• [Directive]
Reproduce the stretch of items from the line containing "The service MUST place a point on the forested" through the line containing "x=383, y=435", both included, and output nothing else.

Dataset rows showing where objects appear
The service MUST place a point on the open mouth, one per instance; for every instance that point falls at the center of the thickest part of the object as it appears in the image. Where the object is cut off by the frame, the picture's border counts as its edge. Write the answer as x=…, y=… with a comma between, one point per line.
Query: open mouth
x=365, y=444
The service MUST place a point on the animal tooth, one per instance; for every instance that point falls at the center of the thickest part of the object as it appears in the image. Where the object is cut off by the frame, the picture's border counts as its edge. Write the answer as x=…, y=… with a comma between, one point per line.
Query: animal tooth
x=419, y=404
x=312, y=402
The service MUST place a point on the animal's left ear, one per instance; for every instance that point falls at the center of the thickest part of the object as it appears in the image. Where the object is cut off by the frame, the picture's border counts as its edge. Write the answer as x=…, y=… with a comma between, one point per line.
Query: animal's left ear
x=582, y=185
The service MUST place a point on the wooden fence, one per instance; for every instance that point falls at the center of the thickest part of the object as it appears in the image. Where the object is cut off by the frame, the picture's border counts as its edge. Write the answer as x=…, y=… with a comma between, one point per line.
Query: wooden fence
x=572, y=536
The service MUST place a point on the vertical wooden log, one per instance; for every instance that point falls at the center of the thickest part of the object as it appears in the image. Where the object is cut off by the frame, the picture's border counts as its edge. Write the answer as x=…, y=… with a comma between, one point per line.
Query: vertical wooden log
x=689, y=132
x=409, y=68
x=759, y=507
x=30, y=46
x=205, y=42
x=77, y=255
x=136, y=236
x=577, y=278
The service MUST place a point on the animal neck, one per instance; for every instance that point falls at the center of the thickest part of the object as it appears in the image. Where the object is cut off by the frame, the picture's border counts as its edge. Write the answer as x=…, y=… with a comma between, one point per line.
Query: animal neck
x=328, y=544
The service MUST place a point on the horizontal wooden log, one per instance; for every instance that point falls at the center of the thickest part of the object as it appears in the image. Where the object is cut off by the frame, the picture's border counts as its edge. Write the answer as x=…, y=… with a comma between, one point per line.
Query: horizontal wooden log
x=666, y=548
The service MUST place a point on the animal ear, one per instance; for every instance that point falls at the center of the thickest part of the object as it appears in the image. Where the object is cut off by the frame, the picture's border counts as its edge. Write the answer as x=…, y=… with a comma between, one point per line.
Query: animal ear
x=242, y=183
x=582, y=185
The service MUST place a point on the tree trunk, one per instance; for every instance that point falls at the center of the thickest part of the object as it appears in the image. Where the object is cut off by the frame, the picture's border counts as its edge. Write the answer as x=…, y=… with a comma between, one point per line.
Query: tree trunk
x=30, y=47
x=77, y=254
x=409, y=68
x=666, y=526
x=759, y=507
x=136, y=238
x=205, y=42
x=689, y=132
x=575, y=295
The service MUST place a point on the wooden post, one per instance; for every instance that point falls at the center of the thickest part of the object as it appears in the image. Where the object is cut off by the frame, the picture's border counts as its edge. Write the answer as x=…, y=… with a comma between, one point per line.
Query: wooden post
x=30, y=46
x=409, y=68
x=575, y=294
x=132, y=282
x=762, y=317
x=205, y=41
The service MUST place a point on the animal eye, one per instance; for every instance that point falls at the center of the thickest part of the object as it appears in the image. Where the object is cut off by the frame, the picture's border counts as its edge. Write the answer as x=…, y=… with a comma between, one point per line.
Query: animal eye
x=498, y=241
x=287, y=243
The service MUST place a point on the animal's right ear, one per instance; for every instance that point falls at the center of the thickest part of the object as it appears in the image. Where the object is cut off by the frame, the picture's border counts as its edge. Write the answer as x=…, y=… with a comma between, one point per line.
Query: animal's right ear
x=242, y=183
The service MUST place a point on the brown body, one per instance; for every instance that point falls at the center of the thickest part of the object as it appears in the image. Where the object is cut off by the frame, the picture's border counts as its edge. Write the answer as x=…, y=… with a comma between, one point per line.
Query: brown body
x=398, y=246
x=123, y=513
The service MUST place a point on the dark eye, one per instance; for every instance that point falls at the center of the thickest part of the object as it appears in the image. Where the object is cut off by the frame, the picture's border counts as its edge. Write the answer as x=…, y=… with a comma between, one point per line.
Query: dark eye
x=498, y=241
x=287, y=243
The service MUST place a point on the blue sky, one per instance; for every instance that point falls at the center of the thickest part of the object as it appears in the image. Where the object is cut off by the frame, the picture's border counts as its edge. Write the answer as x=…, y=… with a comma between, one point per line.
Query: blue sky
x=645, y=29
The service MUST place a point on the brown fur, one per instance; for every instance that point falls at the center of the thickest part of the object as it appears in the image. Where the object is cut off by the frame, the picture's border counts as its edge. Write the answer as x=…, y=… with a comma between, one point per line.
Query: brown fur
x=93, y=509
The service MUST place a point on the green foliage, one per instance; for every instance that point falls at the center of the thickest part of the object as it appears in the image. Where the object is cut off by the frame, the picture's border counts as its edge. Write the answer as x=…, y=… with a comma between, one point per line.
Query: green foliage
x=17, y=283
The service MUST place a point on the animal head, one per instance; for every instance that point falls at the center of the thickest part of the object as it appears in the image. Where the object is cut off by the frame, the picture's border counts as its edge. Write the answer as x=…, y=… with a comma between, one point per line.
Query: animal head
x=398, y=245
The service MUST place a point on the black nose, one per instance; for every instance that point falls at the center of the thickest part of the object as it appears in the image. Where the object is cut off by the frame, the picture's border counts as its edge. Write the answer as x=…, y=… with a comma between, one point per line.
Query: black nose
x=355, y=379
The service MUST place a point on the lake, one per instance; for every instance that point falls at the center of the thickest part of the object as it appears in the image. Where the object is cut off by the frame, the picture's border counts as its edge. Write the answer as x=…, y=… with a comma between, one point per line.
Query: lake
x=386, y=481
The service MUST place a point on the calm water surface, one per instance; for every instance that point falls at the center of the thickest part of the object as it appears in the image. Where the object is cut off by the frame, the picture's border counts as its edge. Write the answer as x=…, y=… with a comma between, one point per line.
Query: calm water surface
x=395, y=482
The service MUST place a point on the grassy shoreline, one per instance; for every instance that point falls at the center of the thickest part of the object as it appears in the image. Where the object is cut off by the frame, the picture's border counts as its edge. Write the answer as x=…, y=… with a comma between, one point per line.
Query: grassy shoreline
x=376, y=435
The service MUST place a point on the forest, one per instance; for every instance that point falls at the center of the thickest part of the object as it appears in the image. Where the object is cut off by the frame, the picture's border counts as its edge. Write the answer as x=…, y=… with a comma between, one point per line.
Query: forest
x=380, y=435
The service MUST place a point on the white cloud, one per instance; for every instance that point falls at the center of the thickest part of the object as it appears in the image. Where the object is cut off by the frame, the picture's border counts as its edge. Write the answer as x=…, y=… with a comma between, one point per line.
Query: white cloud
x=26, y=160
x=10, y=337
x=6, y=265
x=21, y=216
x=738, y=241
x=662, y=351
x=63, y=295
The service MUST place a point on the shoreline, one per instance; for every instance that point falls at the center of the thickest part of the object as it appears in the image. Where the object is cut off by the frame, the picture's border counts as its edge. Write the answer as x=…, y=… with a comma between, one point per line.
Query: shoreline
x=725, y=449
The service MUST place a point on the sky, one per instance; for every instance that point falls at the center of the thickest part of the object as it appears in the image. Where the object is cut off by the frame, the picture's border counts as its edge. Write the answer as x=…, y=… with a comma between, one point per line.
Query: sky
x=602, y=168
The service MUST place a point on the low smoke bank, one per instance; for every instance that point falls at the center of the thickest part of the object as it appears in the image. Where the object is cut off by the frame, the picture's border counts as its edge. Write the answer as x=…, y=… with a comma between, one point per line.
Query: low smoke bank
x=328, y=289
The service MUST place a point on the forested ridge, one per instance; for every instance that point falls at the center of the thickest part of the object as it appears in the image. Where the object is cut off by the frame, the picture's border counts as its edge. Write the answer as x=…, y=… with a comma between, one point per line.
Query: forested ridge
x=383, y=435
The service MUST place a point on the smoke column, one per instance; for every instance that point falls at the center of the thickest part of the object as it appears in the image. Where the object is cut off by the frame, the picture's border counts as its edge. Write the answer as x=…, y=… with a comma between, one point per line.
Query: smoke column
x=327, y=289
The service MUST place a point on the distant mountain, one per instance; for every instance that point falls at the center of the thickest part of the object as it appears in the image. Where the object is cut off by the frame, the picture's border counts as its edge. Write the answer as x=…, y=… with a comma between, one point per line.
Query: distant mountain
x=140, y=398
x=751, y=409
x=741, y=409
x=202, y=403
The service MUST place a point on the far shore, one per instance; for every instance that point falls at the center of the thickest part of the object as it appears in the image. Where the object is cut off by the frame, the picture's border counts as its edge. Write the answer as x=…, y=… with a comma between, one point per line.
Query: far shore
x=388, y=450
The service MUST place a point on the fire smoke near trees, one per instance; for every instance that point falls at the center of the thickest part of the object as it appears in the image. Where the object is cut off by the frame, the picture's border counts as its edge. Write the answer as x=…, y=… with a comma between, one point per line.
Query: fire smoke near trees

• [Correct output]
The service MUST place a point on the forested ridge, one per instance; for every instance that point falls at the center of the thickest part of the object as it appears in the image. Where the object is cut off by the frame, the picture's border counts as its edge. Write the answer as x=…, y=… with a comma between, one point per line.
Query: forested ridge
x=383, y=435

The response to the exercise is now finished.